Please count the lines in the rows below that contain the string "balcony", treating uppercase and lowercase letters as different. Reply with the number only.

* _Records supplied_
-=-=-=-=-
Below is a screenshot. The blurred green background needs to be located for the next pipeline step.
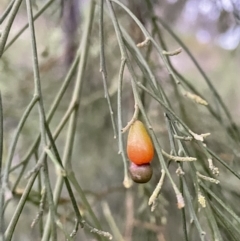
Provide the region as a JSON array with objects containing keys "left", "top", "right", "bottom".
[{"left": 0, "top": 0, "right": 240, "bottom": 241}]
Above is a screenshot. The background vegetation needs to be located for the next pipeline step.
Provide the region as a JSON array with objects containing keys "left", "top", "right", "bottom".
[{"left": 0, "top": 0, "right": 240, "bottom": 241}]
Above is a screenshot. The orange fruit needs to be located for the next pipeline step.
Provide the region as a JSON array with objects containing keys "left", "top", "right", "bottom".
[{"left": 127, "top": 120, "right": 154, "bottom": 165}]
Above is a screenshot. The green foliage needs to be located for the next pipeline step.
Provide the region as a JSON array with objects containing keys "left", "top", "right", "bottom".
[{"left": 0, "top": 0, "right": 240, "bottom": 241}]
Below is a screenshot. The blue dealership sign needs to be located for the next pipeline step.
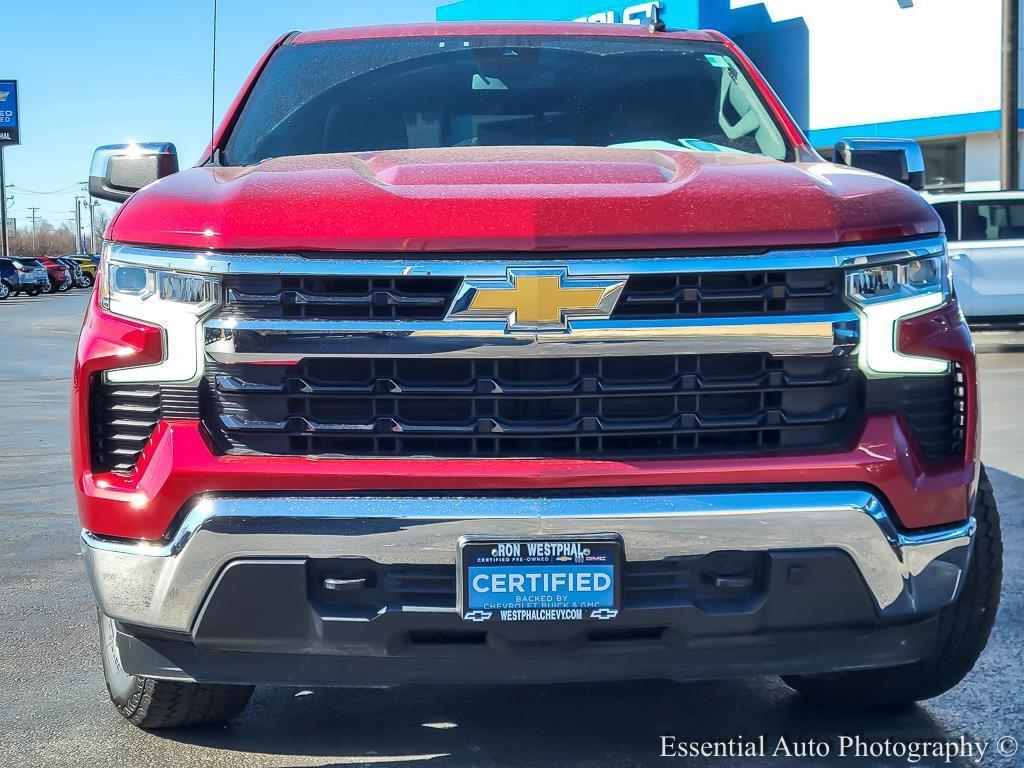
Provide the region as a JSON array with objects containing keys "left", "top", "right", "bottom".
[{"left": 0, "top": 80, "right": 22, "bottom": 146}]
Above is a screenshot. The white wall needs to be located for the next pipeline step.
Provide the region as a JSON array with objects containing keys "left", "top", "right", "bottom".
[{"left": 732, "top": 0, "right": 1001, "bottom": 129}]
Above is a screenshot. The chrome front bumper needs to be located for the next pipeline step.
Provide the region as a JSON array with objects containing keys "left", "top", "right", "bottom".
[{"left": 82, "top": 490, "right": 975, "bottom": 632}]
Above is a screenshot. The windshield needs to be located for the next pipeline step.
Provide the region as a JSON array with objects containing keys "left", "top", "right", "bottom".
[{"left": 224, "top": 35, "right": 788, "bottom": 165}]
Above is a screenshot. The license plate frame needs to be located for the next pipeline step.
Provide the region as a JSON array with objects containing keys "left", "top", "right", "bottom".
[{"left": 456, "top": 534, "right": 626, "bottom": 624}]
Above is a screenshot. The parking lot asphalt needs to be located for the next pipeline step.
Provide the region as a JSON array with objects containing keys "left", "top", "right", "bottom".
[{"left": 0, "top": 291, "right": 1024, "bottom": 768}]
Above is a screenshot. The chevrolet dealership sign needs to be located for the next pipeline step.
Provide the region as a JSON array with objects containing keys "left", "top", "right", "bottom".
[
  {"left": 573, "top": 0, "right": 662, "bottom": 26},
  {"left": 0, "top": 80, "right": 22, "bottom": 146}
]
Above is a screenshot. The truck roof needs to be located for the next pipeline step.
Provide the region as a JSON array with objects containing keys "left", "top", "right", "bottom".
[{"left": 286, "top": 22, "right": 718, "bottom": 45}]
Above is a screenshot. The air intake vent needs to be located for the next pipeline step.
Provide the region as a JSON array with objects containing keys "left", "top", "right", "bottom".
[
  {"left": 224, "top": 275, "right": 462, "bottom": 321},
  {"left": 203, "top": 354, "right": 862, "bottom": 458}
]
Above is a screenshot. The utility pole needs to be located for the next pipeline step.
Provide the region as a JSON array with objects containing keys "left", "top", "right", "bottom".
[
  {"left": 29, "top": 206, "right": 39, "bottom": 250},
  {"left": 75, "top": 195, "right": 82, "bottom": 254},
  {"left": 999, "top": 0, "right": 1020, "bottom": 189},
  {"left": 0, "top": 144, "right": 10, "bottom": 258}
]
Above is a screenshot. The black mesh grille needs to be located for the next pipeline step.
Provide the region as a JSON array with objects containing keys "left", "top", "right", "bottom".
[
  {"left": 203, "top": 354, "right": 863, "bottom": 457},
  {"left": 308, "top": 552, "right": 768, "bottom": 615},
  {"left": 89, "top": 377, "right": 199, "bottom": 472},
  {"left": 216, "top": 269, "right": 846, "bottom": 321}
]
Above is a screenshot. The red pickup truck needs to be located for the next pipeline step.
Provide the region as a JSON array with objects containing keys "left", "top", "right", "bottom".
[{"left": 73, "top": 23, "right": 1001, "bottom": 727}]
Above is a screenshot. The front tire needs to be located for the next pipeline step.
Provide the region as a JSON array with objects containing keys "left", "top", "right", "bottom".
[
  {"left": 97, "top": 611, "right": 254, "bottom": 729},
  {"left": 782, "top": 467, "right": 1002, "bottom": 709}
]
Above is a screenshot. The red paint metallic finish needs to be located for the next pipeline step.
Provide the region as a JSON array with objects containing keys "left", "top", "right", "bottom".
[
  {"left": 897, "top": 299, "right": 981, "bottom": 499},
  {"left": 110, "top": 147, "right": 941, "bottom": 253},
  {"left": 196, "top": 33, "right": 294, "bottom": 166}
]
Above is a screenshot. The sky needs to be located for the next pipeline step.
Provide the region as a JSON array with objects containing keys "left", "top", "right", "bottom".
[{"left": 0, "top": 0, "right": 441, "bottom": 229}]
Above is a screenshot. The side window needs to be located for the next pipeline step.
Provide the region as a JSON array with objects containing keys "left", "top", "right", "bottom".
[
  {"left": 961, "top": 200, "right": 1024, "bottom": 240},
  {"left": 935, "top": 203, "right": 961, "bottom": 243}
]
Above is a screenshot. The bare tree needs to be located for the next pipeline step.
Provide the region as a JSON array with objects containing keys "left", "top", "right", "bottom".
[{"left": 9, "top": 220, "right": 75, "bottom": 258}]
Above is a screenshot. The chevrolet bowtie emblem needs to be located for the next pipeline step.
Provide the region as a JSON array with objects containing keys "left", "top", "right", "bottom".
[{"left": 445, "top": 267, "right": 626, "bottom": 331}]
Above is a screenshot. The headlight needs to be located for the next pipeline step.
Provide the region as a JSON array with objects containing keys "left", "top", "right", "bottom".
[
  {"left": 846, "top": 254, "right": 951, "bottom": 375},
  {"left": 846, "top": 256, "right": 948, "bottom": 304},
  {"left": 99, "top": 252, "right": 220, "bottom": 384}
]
-=-=-=-=-
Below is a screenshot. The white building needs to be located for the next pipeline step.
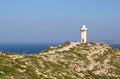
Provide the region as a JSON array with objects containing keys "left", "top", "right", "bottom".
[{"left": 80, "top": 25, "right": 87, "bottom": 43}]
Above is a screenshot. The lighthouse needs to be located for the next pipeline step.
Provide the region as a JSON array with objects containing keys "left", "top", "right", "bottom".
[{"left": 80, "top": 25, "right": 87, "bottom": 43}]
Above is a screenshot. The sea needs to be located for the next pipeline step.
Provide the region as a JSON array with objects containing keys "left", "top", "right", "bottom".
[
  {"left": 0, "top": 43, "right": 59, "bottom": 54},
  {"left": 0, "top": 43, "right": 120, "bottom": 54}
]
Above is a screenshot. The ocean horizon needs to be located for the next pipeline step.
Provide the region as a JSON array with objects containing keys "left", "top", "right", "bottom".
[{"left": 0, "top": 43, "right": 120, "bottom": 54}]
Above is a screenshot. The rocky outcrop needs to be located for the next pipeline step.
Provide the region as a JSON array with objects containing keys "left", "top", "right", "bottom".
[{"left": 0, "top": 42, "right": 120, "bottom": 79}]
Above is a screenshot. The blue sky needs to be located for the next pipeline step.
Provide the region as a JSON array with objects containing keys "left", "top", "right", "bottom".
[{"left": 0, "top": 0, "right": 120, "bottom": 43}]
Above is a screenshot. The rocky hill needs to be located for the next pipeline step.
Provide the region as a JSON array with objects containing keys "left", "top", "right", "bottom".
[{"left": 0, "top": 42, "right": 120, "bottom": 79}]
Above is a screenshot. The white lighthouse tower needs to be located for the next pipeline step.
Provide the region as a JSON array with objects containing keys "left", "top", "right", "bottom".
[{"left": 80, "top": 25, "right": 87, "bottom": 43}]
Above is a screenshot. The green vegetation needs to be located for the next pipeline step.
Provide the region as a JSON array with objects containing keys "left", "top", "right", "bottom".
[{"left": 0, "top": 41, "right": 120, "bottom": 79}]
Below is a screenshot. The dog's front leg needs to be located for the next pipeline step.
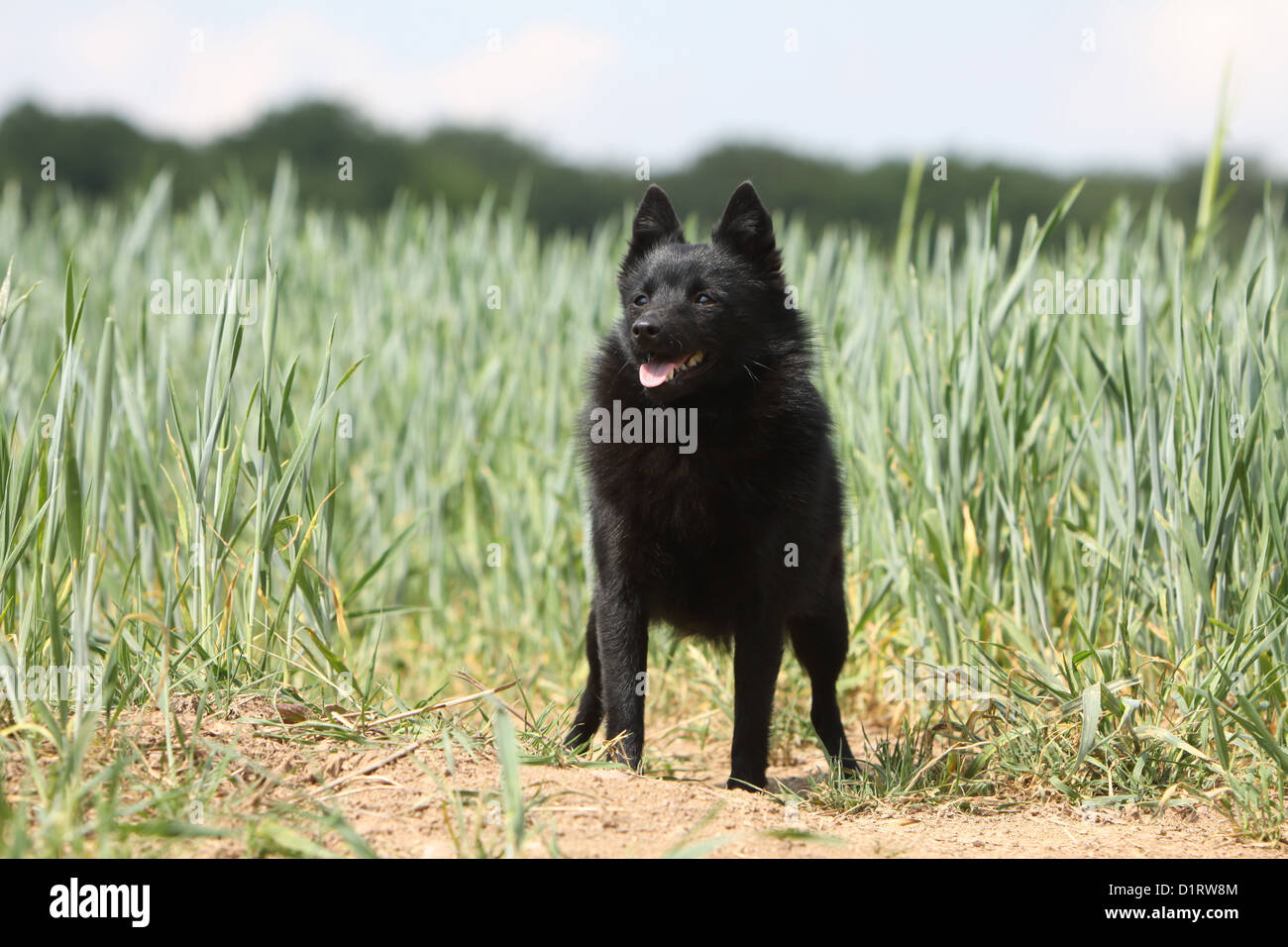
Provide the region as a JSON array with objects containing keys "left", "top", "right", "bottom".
-=-=-=-=-
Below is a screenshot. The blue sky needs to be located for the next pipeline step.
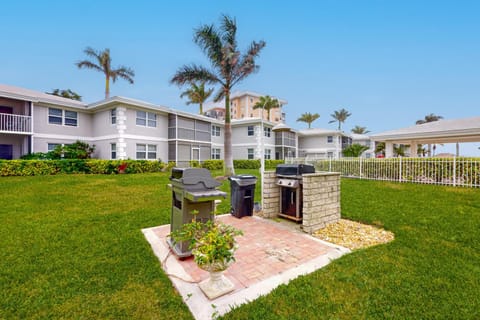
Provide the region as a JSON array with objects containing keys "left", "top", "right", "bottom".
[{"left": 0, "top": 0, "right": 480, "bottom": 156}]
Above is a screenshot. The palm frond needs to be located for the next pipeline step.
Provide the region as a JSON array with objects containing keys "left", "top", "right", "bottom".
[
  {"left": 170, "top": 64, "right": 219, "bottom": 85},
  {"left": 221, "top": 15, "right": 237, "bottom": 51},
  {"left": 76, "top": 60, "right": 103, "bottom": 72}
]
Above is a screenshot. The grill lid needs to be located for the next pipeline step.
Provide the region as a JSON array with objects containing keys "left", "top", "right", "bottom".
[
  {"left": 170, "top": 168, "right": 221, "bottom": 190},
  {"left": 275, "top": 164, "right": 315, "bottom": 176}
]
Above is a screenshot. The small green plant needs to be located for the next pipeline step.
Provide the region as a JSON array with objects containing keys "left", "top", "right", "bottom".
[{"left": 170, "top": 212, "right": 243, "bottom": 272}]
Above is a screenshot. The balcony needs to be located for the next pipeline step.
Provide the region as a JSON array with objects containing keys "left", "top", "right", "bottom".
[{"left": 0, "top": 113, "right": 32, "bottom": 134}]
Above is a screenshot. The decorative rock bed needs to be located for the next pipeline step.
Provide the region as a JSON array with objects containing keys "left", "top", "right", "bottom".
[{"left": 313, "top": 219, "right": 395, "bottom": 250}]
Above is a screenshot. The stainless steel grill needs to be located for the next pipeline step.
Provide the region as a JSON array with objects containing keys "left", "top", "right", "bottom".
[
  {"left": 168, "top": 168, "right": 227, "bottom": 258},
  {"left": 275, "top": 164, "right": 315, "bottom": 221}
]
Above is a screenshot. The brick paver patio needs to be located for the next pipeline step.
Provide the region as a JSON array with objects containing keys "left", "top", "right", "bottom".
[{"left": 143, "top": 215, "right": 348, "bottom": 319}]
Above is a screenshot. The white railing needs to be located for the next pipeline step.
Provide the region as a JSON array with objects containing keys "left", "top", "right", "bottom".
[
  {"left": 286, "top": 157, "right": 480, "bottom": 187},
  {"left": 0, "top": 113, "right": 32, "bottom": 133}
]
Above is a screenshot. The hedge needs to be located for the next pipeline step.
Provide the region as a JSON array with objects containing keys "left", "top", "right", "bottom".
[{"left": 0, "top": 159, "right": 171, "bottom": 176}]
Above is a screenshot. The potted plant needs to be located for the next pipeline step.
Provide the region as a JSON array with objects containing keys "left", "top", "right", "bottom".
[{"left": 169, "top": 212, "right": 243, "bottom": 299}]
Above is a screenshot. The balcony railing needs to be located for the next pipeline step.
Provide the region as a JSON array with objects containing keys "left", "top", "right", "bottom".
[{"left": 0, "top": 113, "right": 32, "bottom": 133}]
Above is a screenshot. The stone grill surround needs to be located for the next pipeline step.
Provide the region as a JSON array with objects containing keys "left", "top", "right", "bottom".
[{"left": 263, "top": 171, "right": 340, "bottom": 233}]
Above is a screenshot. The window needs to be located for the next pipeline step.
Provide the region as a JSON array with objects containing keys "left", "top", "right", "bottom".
-=-=-=-=-
* _Output for this exercise_
2